Rewrite the records below, putting "integer pixels" in place of every "whole pixels" and keeping everything else the same. Omit the pictures from your answer.

**** Supplied records ****

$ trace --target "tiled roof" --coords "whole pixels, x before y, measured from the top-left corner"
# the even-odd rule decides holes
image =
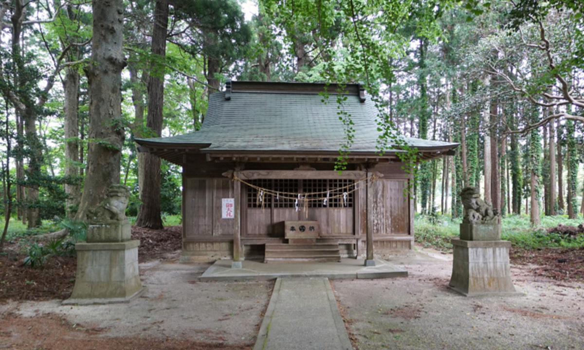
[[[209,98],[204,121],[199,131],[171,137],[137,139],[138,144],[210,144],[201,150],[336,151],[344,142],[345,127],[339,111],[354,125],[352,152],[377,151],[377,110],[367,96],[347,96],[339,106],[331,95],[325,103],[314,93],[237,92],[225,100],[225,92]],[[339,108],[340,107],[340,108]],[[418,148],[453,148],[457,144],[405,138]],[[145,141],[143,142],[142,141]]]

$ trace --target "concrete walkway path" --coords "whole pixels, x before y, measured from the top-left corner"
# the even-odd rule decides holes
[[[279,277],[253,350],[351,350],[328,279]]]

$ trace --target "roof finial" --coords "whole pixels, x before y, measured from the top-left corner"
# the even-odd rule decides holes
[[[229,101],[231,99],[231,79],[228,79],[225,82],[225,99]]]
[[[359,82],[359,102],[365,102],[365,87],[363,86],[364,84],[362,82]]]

****

Solution to this task:
$ trace --target "tiled roof" --coords "integer pixels, x before y, measured from the top-left corner"
# the even-odd rule decides holes
image =
[[[209,98],[204,121],[199,131],[171,137],[137,139],[138,144],[210,144],[201,150],[336,151],[344,142],[345,127],[339,111],[354,125],[352,152],[377,151],[377,110],[367,96],[347,96],[339,106],[331,95],[325,103],[314,93],[237,92],[225,100],[225,92]],[[339,108],[340,107],[340,108]],[[418,148],[453,148],[457,144],[405,138]],[[145,141],[143,142],[142,141]]]

$ trace --target "concrete walkway path" --coords "integer pixels, x before y, measured from the top-left corner"
# the even-odd rule decides holes
[[[279,277],[253,350],[351,350],[328,279]]]

$ trace --target "roof finial" --coords "integer pixels, x before y, measured from the top-left corner"
# the even-odd rule decides holes
[[[229,101],[231,99],[231,79],[228,79],[225,82],[225,99]]]
[[[359,82],[359,102],[365,102],[365,87],[363,86],[364,84],[362,82]]]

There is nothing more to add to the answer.